**TASK STATEMENT:**
Continue the article on Clemson's running backs in the 56-3 win over Kent State, starting right after its last sentence.
*** Opening PAGE EXCERPT ***
CLEMSON – The biggest question mark for the Clemson offense heading into this season was clearly who would replace All-American quarterback Deshaun Watson.
But not too far behind were concerns about who was going to fill the void left by running back Wayne Gallman, who was taken in the fourth round of last April’s NFL draft by the New York Giants.
Would it be C.J. Fuller, a fourth-year junior who has waited patiently behind Gallman for the past two seasons for his chance to shine? Or would be it be sophomore Tavien Feaster, who came to Clemson as one of the state’s top running back prospects two years ago?
Or perhaps Adam Choice or even true freshman Travis Etienne?
As it turned out, it would be all of the above.
Fuller, Feaster, Choice and Etienne all got their touches and all found the end zone at least once during Clemson’s 56-3 rout over Kent State. If Saturday is any indication, the running back position might be the deepest unit on the Tigers' offense behind wide receiver.
Fuller came into the game as the designated starter and certainly did nothing to hurt his chances of getting more carries in the future, finishing with 51 yards and two touchdowns on seven rushes.
“To come out in the first game and execute at a high level felt really good,” Fuller said. “The offensive line did a great job opening holes and creating chances for me to get to the next level. It just seemed like everything clicked today.”
*** Closing PAGE EXCERPT ***
*** Opening GIVEN DATA ***
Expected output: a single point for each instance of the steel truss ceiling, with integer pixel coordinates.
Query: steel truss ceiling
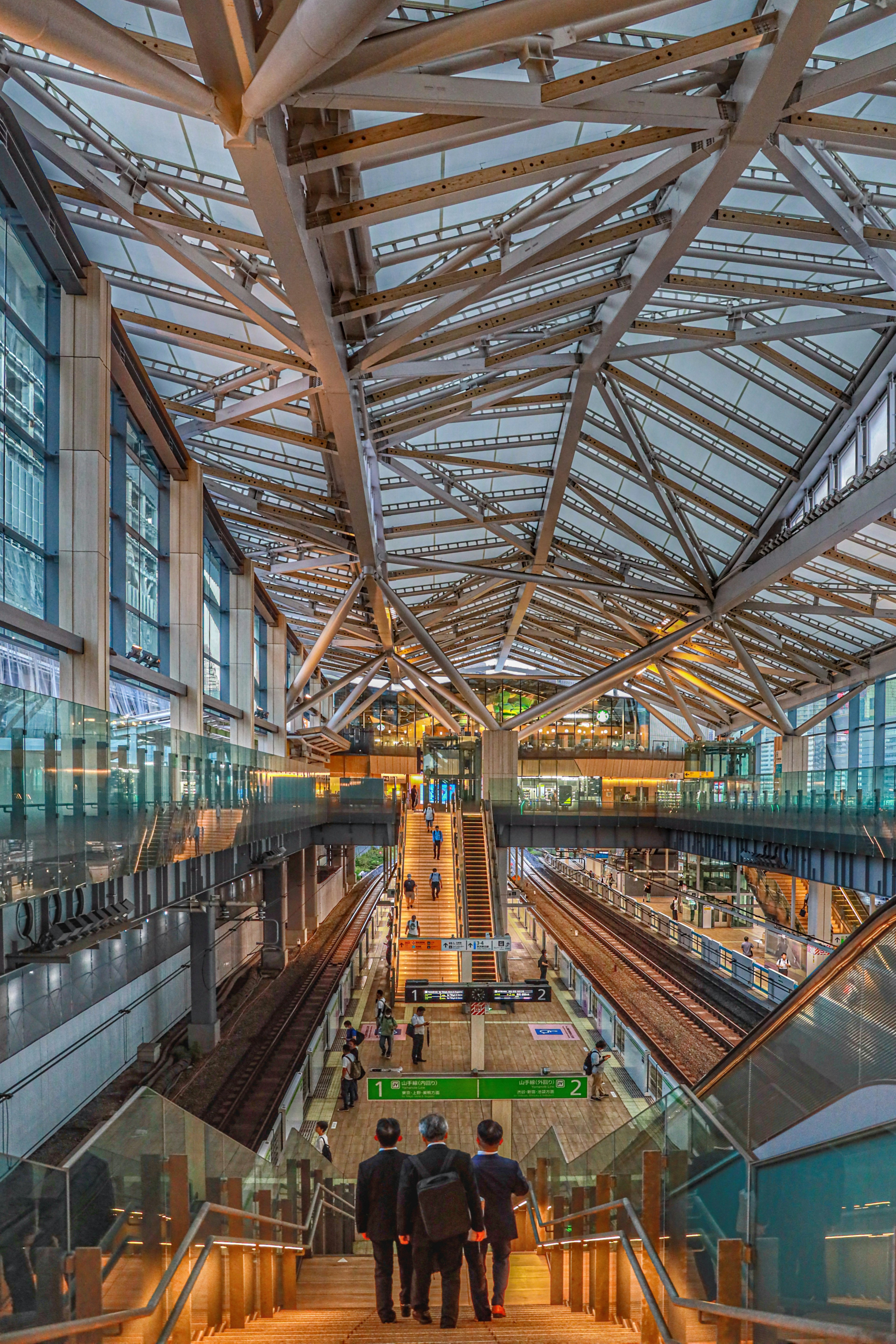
(546, 322)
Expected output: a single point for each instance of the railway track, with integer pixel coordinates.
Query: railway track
(246, 1105)
(688, 1006)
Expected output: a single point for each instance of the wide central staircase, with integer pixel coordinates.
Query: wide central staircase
(437, 918)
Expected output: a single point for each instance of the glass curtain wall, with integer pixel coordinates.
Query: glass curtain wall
(29, 342)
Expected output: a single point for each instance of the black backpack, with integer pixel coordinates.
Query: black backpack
(442, 1201)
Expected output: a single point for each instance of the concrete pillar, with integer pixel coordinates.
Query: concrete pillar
(503, 1112)
(500, 764)
(85, 358)
(651, 1221)
(186, 599)
(295, 898)
(277, 686)
(477, 1042)
(205, 1027)
(311, 888)
(275, 947)
(819, 901)
(242, 655)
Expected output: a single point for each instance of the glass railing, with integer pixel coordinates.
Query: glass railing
(107, 1232)
(683, 1176)
(793, 808)
(87, 796)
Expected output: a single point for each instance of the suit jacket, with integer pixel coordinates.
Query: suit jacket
(432, 1160)
(499, 1179)
(377, 1195)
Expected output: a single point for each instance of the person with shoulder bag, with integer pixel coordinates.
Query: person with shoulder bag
(594, 1068)
(387, 1027)
(438, 1209)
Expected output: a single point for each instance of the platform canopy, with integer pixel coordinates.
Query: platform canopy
(561, 325)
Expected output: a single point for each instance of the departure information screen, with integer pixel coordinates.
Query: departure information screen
(477, 994)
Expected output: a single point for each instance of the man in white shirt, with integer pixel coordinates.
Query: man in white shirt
(418, 1031)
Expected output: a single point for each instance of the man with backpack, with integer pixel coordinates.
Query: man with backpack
(353, 1073)
(594, 1068)
(438, 1208)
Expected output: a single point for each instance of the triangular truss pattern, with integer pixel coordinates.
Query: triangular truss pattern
(562, 327)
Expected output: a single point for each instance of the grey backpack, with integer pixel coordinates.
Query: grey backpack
(442, 1201)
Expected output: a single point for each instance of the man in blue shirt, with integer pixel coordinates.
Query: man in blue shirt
(499, 1179)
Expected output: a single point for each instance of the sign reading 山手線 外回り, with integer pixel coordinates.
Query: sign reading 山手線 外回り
(515, 1088)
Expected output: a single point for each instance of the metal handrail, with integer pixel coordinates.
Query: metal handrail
(399, 901)
(495, 888)
(794, 1324)
(460, 873)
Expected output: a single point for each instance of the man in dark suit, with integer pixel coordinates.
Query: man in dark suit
(375, 1205)
(447, 1256)
(499, 1179)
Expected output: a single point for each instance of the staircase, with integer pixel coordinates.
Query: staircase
(437, 918)
(773, 894)
(479, 898)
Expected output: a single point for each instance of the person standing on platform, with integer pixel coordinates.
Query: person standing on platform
(387, 1027)
(375, 1218)
(320, 1140)
(596, 1066)
(418, 1031)
(498, 1179)
(347, 1085)
(437, 1221)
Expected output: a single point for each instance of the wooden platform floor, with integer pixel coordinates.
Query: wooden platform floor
(437, 918)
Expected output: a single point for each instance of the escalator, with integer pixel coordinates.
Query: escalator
(479, 897)
(788, 1147)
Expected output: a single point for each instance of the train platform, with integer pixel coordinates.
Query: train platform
(512, 1045)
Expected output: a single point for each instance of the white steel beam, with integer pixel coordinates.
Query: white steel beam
(322, 644)
(856, 510)
(428, 643)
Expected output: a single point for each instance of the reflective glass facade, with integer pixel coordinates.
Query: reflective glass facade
(29, 334)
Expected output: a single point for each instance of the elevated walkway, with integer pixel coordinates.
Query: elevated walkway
(437, 918)
(479, 894)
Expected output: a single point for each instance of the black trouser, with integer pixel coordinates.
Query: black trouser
(500, 1268)
(479, 1285)
(383, 1265)
(447, 1257)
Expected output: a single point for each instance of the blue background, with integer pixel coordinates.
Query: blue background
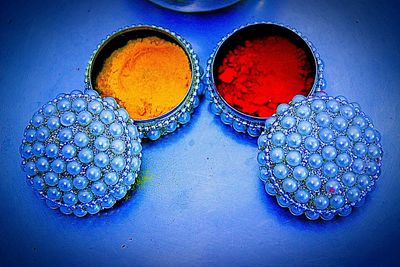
(200, 201)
*** Closing GIVEN DATA ***
**ANSWER BOX:**
Feaster and Etienne each showed their big-play potential with explosive runs, and both averaged more than 10 yards a carry.
Feaster, from nearby Spartanburg, burst over the right side and easily outran Golden Flashes defenders into the end zone on his way to a 47-yard touchdown in the third quarter.
“It felt good to be in this year’s game plan,” said Feaster, who finished with 69 yards on just six attempts. “I worked really hard during the summer to get into this position. The line had a great block to get me free, and I was excited to get out there and finally get a long one.”
Etienne, a 5-10, 200-pound freshman from Jennings, La., might have been the most impressive running back Saturday. Playing mostly in the fourth quarter, he led all Clemson rushers with 81 yards on eight carries, including a 54-yard run that was the longest rush of the afternoon.
“You all got to see Etienne really for the first time,” said Clemson coach Dabo Swinney. “He’s an explosive player, a strong runner. He’s going to be something. He’s fun to coach.”
Etienne, who had never seen a live game at Death Valley, didn’t appear to be nervous in his first collegiate action.
“Travis is a very special player with the ball in his hands,” said Clemson co-offensive coordinator Tony Elliott. “He doesn’t run like a freshman. He hits the hole hard and he doesn’t mind contact.”
The performances of all four running backs did little to clear up the issue of who is going to be the featured player in the Tigers' offense.
But that’s a good problem to have, Swinney said.
“I’m just really proud of all of the running backs, but that’s what we’ve seen in practice all camp,” Swinney said. “I think we’re going to be an offense at that position where we’re going to go with the hot hand, but we’re not going to hesitate to substitute and have fresh legs in there. They’re all engaged and they’re all ready to go.”